Textblock:

━━━━━━

Kodex für Allgemeine KI-Modelle: Klare Compliance-Richtlinien

Code of Practice für allgemeine KI-Modelle veröffentlicht: Compliance wird klarer (Teilnahme bleibt optional)

Am 11. Juli 2025 veröffentlichte die Europäische Kommission die endgültige Version ihres Code of Practice für allgemeine Künstliche Intelligenz (GPAI). Dieser Code soll als Werkzeug für Anbieter von GPAI-Modellen dienen und ihnen helfen, die Anforderungen an Transparenz, Urheberrecht und Sicherheit gemäß dem AI Act (Artikel 53 und 55) einzuhalten, der am 2. August 2025 in Kraft tritt. Die Einhaltung des Codes erfolgt auf freiwilliger Basis.

━━━━━━

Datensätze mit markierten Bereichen
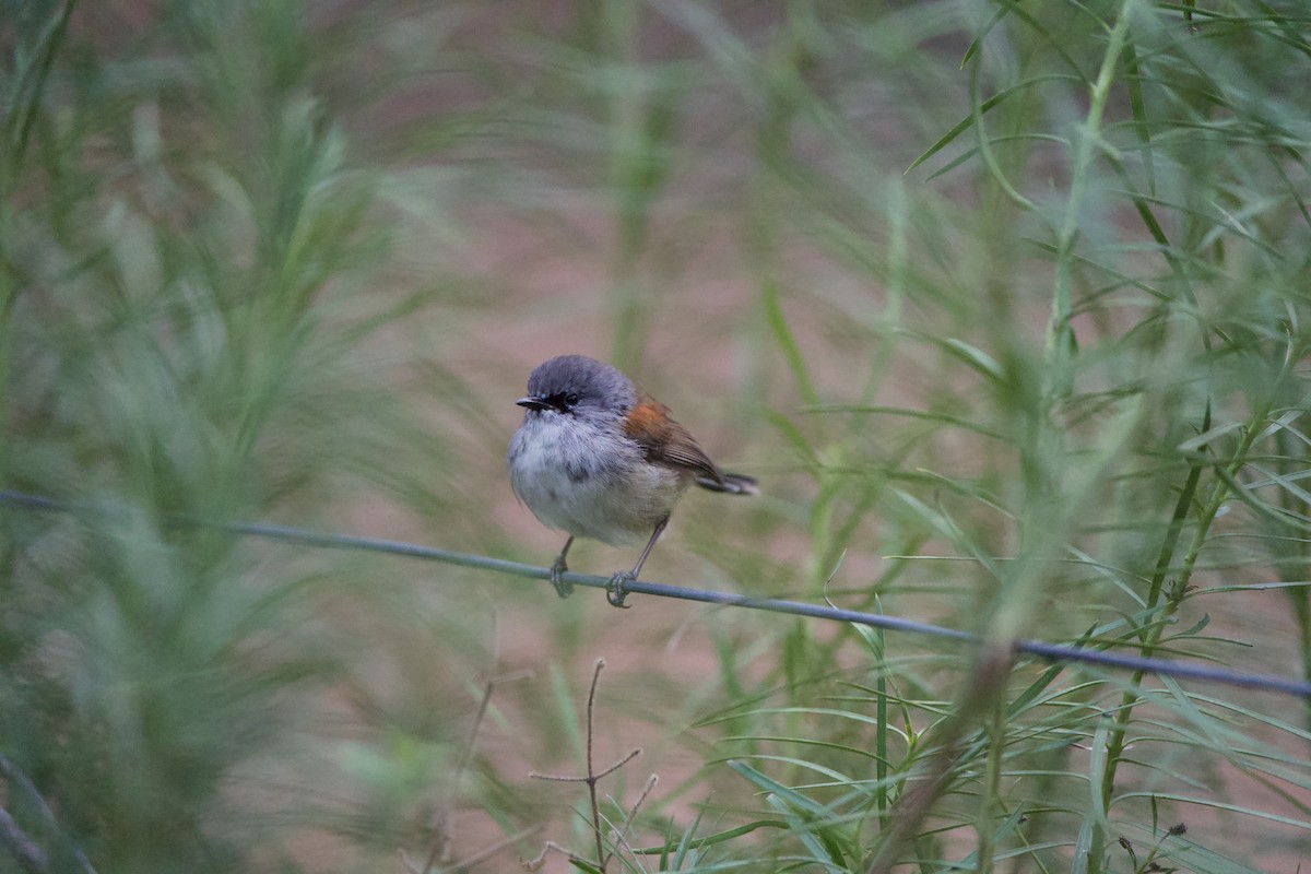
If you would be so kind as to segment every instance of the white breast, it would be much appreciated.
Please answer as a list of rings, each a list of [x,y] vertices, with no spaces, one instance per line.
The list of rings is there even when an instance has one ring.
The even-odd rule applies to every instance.
[[[611,545],[645,540],[690,485],[616,432],[556,411],[530,413],[510,440],[510,484],[544,525]]]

━━━━━━

Aufgaben:
a – Gib den Text zum Code of Practice für allgemeine KI-Modelle vollständig und wortgetreu wieder.
b – Schreib alle Datensätze als JSON-Liste von Zeichenketten um, eine Zeichenkette je Zeile und ohne Leerzeilen. Lass die Bilder dabei weg.

Antworten je Aufgabe:
a –
Kodex für Allgemeine KI-Modelle: Klare Compliance-Richtlinien

Code of Practice für allgemeine KI-Modelle veröffentlicht: Compliance wird klarer (Teilnahme bleibt optional)

Am 11. Juli 2025 veröffentlichte die Europäische Kommission die endgültige Version ihres Code of Practice für allgemeine Künstliche Intelligenz (GPAI). Dieser Code soll als Werkzeug für Anbieter von GPAI-Modellen dienen und ihnen helfen, die Anforderungen an Transparenz, Urheberrecht und Sicherheit gemäß dem AI Act (Artikel 53 und 55) einzuhalten, der am 2. August 2025 in Kraft tritt. Die Einhaltung des Codes erfolgt auf freiwilliger Basis.

b –
[
  "If you would be so kind as to segment every instance of the white breast, it would be much appreciated.",
  "Please answer as a list of rings, each a list of [x,y] vertices, with no spaces, one instance per line.",
  "The list of rings is there even when an instance has one ring.",
  "The even-odd rule applies to every instance.",
  "[[[611,545],[645,540],[690,485],[616,432],[556,411],[530,413],[510,440],[510,484],[544,525]]]"
]